-- EXTRACT --
Human Rights Watch: Torture, Disappearances in Occupied South. Apparent War Crimes by Russian Forces in Kherson, Zaporizhzhia Regions (Ausschnitt)

Russian forces have tortured, unlawfully detained, and forcibly disappeared civilians in the occupied areas of Kherson and Zaporizhzhia regions, Human Rights Watch said today. Russian forces have also tortured prisoners of war (POWs) held there.

“Russian forces have turned occupied areas of southern Ukraine into an abyss of fear and wild lawlessness,” said Yulia Gorbunova, senior Ukraine researcher at Human Rights Watch. “Torture, inhumane treatment, as well as arbitrary detention and unlawful confinement of civilians, are among the apparent war crimes we have documented, and Russian authorities need to end such abuses immediately and understand that they can, and will, be held accountable.”

Human Rights Watch spoke with 71 people from Kherson, Melitopol, Berdyansk, Skadovsk and 10 other cities and towns in the Kherson and Zaporizhzhia regions. They described 42 cases in which Russian occupation forces either forcibly disappeared civilians or otherwise held them arbitrarily, in some cases incommunicado, and tortured many of them. Human Rights Watch also documented the torture of three members of the Territorial Defense Forces who were POWs. Two of them died.

The purpose of the abuse seems to be to obtain information and to instill fear so that people will accept the occupation, as Russia seeks to assert sovereignty over occupied territory in violation of international law, Human Rights Watch said.

People interviewed described being tortured, or witnessing torture, through prolonged beatings and in some cases electric shocks. They described injuries including broken ribs and other bones and teeth, severe burns, concussions, broken blood vessels in the eye, cuts, and bruises.

A formerly detained protest organizer, who requested anonymity, said Russian forces beat him with a baseball bat in detention. Another protestor was hospitalized for a month for injuries from beatings in detention. A third said that after seven days in detention he could “barely walk” and had broken ribs and a broken kneecap.

-- WHAT TO DO --
1 > Name every city or town listed by name in the Human Rights Watch extract as a place the 71 interviewees came from.
2 > Reproduce the portion of the Human Rights Watch extract between "Human Rights Watch spoke" and "of them died.", inclusive.

-- SOURCE DATA --

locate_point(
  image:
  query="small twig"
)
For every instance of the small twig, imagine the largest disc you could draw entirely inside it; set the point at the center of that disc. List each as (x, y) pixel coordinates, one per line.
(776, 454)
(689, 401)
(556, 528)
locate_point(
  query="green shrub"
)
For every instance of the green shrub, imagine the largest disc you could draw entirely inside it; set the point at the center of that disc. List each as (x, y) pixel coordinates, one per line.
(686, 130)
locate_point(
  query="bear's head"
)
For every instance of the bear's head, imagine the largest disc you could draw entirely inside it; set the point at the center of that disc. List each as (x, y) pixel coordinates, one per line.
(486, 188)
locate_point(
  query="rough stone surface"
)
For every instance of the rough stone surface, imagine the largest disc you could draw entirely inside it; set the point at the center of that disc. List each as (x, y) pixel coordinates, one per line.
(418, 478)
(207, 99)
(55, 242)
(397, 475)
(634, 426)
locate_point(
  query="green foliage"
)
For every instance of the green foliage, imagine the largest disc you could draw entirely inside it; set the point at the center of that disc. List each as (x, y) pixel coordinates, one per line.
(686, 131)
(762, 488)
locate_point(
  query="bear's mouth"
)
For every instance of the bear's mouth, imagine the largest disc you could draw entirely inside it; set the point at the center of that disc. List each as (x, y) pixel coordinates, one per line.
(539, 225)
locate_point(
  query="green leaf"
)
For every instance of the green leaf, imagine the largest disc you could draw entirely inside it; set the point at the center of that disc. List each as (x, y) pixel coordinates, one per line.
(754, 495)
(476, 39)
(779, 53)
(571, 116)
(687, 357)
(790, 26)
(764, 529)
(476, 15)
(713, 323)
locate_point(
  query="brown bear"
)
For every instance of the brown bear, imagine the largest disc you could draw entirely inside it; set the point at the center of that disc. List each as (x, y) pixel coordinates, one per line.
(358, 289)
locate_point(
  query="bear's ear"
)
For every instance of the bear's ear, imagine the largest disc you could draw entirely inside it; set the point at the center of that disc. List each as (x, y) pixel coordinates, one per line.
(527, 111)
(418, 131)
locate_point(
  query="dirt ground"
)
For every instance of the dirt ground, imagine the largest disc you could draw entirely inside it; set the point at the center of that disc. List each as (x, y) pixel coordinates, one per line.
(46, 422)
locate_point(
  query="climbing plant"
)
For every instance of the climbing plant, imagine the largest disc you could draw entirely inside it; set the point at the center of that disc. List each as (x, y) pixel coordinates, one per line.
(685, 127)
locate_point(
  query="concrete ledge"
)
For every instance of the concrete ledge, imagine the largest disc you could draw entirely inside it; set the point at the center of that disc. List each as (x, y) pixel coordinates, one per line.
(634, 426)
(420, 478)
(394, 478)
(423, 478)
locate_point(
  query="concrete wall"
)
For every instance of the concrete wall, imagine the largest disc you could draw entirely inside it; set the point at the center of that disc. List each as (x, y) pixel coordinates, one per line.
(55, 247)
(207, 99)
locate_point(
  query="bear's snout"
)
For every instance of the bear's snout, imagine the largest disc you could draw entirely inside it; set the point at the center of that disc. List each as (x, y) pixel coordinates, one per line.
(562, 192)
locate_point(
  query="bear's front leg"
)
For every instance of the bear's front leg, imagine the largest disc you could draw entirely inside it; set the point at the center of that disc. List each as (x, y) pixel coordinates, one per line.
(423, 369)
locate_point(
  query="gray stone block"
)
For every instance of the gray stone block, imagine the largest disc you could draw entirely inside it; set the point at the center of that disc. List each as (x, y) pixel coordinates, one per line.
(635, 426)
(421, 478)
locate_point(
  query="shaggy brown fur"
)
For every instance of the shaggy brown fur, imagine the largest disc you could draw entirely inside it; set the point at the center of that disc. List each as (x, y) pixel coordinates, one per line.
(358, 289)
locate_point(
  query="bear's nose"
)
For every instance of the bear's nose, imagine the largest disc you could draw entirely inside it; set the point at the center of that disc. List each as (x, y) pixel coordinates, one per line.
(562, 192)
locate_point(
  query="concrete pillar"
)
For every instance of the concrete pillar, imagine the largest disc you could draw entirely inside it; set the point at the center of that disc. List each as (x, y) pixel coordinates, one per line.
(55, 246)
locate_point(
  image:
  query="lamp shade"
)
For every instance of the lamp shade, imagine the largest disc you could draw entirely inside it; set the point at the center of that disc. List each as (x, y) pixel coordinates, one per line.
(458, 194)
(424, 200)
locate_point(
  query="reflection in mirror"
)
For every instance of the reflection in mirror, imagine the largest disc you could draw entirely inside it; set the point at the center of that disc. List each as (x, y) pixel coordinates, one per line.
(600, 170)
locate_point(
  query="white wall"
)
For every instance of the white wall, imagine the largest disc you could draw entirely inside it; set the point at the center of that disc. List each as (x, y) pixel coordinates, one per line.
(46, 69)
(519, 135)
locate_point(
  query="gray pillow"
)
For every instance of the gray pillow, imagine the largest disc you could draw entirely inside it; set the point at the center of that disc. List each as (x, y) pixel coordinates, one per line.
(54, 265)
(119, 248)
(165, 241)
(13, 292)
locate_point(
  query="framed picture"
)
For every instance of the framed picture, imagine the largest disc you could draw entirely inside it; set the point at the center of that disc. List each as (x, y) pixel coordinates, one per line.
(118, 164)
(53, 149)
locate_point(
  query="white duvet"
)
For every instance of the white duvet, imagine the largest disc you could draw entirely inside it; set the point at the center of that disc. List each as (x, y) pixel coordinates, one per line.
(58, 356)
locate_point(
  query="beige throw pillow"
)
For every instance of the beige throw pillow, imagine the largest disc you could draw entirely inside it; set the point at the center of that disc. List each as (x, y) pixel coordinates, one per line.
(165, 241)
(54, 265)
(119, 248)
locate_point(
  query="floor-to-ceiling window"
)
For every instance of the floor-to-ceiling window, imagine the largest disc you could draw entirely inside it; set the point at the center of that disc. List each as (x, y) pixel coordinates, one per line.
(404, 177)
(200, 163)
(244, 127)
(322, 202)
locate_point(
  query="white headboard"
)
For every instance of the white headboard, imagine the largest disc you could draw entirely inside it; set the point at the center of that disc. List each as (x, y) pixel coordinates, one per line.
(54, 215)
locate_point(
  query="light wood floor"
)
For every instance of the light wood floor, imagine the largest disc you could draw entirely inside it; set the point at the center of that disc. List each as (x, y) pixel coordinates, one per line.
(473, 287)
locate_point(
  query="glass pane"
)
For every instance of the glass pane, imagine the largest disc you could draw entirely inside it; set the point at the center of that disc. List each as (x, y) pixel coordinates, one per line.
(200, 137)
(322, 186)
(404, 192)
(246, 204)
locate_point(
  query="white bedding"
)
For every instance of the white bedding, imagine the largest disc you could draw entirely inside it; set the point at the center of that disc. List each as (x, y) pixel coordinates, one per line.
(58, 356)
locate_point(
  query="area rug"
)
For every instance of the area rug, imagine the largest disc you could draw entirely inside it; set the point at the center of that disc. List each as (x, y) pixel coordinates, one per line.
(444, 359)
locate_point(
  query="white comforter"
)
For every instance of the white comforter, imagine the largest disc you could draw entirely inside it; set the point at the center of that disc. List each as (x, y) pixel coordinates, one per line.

-- SOLUTION SET --
1 > Kherson, Melitopol, Berdyansk, Skadovsk

2 >
Human Rights Watch spoke with 71 people from Kherson, Melitopol, Berdyansk, Skadovsk and 10 other cities and towns in the Kherson and Zaporizhzhia regions. They described 42 cases in which Russian occupation forces either forcibly disappeared civilians or otherwise held them arbitrarily, in some cases incommunicado, and tortured many of them. Human Rights Watch also documented the torture of three members of the Territorial Defense Forces who were POWs. Two of them died.